━━━ Listing

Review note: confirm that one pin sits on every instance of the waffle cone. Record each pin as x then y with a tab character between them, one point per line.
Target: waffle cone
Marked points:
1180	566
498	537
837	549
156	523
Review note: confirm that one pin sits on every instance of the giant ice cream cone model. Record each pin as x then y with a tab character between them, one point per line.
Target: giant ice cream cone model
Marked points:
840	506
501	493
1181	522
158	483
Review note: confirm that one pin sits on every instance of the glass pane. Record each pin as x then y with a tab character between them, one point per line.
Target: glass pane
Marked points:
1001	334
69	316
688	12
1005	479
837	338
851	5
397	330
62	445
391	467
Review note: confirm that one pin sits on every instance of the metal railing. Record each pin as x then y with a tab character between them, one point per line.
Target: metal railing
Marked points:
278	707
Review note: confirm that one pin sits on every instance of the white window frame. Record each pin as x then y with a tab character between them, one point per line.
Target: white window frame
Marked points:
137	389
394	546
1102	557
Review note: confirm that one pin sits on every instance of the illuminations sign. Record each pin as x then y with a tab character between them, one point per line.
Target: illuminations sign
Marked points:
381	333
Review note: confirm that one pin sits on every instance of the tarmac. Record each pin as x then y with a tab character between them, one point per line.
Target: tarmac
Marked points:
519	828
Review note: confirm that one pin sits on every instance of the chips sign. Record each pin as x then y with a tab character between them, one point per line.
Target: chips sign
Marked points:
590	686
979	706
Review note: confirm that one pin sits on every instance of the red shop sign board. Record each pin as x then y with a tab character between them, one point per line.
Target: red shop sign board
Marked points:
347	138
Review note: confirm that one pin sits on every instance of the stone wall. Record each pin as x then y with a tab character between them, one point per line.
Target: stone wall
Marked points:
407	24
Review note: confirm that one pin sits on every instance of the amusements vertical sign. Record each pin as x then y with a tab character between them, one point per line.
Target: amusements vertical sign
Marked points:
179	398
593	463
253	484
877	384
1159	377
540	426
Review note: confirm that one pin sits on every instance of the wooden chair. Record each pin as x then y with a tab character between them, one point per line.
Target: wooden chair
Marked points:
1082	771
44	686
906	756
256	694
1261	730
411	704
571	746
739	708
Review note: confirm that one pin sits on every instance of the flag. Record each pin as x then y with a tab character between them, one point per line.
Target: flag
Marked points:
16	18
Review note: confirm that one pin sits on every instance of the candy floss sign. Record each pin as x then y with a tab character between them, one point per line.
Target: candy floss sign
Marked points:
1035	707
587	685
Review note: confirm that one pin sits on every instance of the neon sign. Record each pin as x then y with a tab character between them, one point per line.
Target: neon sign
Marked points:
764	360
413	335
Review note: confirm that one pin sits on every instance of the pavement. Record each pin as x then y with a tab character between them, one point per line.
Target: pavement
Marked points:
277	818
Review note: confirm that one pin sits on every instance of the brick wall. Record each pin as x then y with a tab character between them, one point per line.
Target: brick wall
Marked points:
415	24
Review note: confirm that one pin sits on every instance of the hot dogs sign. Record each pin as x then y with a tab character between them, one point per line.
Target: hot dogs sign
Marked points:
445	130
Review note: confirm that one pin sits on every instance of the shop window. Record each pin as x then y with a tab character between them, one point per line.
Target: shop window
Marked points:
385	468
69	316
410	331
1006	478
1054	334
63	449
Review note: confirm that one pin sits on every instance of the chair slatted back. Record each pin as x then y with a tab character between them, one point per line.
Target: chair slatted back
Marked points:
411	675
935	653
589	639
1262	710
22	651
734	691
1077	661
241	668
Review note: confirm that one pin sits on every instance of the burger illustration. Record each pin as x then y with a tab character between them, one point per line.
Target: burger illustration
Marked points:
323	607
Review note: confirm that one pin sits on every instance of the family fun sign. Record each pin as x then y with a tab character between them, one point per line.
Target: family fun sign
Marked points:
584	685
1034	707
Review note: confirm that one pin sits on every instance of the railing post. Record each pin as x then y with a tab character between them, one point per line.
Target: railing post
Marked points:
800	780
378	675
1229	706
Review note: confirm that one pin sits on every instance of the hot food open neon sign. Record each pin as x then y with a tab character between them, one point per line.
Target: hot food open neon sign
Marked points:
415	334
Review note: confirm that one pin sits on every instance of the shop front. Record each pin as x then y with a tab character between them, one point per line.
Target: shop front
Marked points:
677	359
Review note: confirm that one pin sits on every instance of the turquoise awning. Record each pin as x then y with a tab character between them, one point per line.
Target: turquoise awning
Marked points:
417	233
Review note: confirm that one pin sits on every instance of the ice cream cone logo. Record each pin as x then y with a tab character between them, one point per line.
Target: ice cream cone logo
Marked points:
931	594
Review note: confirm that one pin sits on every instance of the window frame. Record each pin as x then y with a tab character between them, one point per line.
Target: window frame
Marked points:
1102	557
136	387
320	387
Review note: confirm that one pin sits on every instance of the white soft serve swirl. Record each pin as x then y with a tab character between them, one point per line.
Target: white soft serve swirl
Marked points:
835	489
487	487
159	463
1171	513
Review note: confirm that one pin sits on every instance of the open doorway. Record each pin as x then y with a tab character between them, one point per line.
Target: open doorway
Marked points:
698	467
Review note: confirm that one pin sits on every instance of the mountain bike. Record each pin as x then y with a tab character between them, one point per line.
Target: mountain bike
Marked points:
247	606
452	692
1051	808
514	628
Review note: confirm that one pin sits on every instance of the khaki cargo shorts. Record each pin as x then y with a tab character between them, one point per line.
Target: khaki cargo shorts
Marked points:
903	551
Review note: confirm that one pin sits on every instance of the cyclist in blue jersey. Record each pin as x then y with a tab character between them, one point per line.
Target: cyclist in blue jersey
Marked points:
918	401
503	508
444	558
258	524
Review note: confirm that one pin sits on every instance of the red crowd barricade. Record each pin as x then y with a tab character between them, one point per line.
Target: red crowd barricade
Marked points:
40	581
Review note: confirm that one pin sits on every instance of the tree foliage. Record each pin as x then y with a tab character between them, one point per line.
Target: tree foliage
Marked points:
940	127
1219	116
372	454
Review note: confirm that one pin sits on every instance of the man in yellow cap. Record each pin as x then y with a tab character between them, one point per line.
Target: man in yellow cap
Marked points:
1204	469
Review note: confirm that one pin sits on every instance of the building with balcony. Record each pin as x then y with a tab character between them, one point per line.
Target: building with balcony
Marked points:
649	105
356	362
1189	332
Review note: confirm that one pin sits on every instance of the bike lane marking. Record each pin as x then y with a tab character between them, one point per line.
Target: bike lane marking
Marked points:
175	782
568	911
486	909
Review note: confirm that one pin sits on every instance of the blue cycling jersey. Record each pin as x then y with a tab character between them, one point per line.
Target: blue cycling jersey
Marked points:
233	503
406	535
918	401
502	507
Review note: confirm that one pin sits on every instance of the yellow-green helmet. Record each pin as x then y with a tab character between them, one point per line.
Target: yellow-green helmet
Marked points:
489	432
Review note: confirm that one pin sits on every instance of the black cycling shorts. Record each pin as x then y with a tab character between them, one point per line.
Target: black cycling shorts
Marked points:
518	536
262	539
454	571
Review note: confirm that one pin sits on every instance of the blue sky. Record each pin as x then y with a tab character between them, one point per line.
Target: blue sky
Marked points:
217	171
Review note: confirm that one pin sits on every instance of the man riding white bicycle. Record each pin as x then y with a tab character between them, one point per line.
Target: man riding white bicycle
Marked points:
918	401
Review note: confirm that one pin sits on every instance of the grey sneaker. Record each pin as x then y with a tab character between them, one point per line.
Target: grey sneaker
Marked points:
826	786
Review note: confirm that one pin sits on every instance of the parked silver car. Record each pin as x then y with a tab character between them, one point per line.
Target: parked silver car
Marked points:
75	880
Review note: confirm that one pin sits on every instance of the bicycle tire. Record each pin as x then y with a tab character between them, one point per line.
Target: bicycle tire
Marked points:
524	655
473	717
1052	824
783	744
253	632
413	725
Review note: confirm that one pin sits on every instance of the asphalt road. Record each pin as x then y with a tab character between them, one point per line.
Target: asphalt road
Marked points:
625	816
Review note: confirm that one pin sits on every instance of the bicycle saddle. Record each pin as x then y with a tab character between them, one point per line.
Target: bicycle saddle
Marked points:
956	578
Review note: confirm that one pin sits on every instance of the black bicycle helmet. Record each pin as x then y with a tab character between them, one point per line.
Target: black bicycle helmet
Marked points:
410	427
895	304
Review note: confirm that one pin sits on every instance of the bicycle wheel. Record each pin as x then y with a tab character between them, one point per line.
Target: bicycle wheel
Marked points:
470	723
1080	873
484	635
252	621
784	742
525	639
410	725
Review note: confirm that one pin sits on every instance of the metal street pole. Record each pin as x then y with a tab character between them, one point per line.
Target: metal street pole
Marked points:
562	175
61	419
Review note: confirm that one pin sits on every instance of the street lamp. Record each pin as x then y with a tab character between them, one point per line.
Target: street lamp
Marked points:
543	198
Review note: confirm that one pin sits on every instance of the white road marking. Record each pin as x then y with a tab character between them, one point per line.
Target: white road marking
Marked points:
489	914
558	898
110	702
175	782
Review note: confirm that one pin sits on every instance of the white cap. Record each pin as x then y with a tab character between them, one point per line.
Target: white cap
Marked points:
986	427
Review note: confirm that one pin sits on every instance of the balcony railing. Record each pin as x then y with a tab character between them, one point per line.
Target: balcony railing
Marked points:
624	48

━━━━━━

Stated exercise:
Retype the material exactly, starting with the line that contains "the metal street" and continuing down to the end of the material, both ends included.

Reply to the task:
Review note: confirm that one pin sits on every instance of the metal street pole. Record each pin as x then y with a tab character between them, one point per line.
Target: metal street pole
Marked points:
562	175
61	419
Review note: confirm that one pin sits on every instance of the street lamp. Record each pin as x then y with a tab character between them, one point per line.
Target: street lamp
Marked points:
543	198
Review note: confirm that one pin sits on every instance of the white road marking. Record each pin as x then y with a tab character between them, one point per line.
Target: white road marking
Marked points:
489	914
558	898
110	702
175	782
Review note: confirm that one pin sits on every instance of the white cap. Record each pin as x then y with a tab character between them, one point per line.
Target: white cap
Marked points:
986	427
Review note: confirm that one pin sits on every instance of the balcony railing. Record each pin as x then y with a tab character between them, one point per line.
Target: balcony railing
Marked points:
624	48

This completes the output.